**PROBLEM:** Format all of the data below as a numbered list, skipping any blank lines. Leave the pictures out of your answer.

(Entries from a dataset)
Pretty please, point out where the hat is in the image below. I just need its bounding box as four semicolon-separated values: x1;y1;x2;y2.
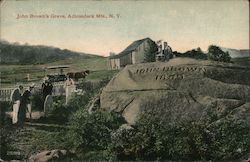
30;83;35;88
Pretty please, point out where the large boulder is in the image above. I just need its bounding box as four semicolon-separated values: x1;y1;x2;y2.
100;58;250;124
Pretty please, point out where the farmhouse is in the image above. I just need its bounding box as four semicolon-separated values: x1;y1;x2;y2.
109;38;154;69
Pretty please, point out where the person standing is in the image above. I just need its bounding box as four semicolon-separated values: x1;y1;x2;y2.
163;42;173;61
64;75;76;105
18;84;34;128
22;83;35;119
10;85;23;124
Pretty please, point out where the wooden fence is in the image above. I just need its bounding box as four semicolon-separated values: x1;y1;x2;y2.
0;82;65;101
0;80;108;101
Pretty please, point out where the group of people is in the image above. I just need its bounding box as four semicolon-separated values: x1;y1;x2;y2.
11;76;76;127
11;84;34;127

**PROBLEM SOLUTION:**
1. Pretty please, point out where the hat is in the image below. I just need its bounding box as four semicolon-separated values: x1;y1;x2;y2.
2. 30;83;35;88
3. Pretty please, point out where the large boulder is in the image above. I just need its bounding box as four semicolon-separated values: x1;y1;x2;y2.
4. 100;58;250;124
5. Pretty please, point out where the farmhouse is in the image above. I just need its bounding box as four semicolon-separated values: x1;y1;x2;y2.
6. 109;38;154;69
7. Pretty please, point out where the person standing is in the image above. I just need its bounding box as four semicolon-separated values: x1;y1;x2;y2.
8. 163;42;173;61
9. 64;75;76;105
10. 18;84;34;128
11. 22;83;35;119
12. 10;85;23;124
13. Pretty please, point out where the wooden fence is in the image above. I just need its bounding box as four semicolon-separated values: x1;y1;x2;y2.
14. 0;82;65;101
15. 0;80;108;101
16. Pretty please, point out where the group of people is in the image above. I just need its bounding box as four semicolon-separated values: x1;y1;x2;y2.
17. 11;76;76;127
18. 11;84;34;127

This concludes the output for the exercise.